Well, my first reaction is to get that teacher out of the picture! If she did actually say no one should be friends with him and did make him run for extended periods of time I would file a formal complaint with the school. Totally inappropriate and NOT someone you want helping guide the direction of your child's education.
Regarding denial - I went through a very serious depression feeling like I was in denial but just couldn't see it. I was scared because so many people were telling me DS was on the spectrum and I just couldn't accept it because it just seemed wrong. If I hadn't taken him to the dev ped, I am pretty sure he would have an ASD diagnosis because its very hard to listen to your gut when many "experts" are telling you different. I don't have an answer for you, but I do think you should be willing to question your own position pretty closely. If you examine it and STILL feel like there is something not right, then I would keep looking for answers.
I know many people feel that a diagnosis doesn't really matter as long as a child is getting help but I actually feel like we didn't come up with the RIGHT road map for our DS until me knew what was really going on. He has a language disorder so now we know we have to focus on that above all else since it is the root cause. Without that knowledge, we might still be working on the wrong things. So I guess I would say that, if you do think something is going on, you should really try to figure out what is up.
If I were you, at this point I would list what I see as potential issues that I would want to work on. Then think of the kinds of help you think would address those issues. That can be the foundation for what you think would be a good IEP. If the school disagrees, ask them why. Closely examine the issues they believe should be focused on and, if you don't agree, follow up with them. Don't be afraid to be an aggressive advocate (you don't have to be mean, its possible to be firm without being rude).

Provided data:
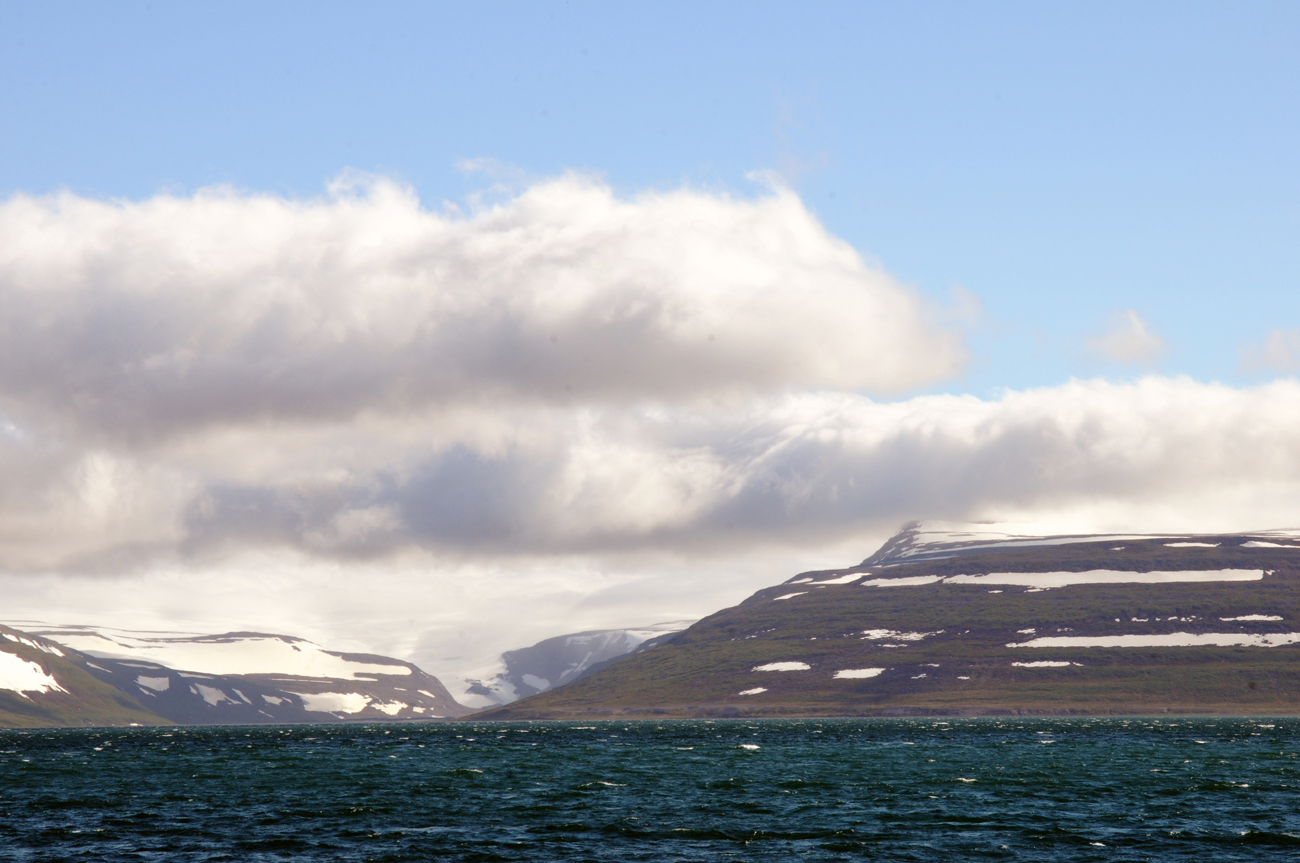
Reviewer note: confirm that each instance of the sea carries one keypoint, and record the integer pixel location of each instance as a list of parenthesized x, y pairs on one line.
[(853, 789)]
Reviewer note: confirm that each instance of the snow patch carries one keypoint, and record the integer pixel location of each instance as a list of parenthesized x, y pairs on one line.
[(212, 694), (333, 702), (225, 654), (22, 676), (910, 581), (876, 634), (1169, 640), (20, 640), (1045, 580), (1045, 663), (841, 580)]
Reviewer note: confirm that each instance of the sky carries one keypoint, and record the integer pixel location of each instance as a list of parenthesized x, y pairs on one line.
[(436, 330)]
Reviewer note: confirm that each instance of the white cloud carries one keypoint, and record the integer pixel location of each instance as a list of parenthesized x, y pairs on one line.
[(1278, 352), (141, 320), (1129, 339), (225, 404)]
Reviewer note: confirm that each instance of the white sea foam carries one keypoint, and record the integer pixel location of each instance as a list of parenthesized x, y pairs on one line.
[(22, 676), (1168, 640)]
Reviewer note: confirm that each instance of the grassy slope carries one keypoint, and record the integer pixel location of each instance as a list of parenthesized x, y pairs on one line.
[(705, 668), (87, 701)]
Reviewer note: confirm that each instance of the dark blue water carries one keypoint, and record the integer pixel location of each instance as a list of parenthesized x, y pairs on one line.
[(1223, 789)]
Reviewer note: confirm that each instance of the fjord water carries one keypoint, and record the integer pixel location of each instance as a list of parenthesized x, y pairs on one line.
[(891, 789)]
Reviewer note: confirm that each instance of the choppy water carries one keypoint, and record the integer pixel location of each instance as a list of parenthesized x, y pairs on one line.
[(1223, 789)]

Work to complete:
1. Answer these questions about the parenting advice post:
(a) What would the writer file with the school if the teacher had really said no one should be friends with the boy?
(b) What disorder does the writer's own child have?
(c) According to the writer, the list of issues and the kinds of help can be the foundation for what?
2. Resume the parenting advice post about the teacher, the diagnosis, and the IEP, picking up after its final sentence.
The listing has no connection to the parenting advice post.

Replies:
1.
(a) A formal complaint.
(b) A language disorder.
(c) A good IEP.

2.
So, for example, in our case the preschool listed that DS would be able to sit for 20 minutes during story time in their proposed IEP. Well, first I don't think it is developmentally appropriate to expect 3 year olds to sit for 20 minutes. But beyond that, this is a great example of working on the symptom not the cause. DS won't sit for a story because he doesn't understand it. So yes we could "train" him to sit still and "listen" but what we should really be spending time working on is his comprehension. So I would much rather that IEP goal be about working to increase his comprehension of basic words. Hope that distinction makes sense?
Anyway, I also think the ADOS is a terrible test. Kids who are not as complaint get higher scores. Children with language disorders are regularly misdiagnosed by that test. If you think they school eval is missing something or misunderstanding something about your child, say that to them! Talk to them about your concerns. If they respond well, then great. If not, then you have rights and should work with an advocate to make sure your child is getting the kind of help you want.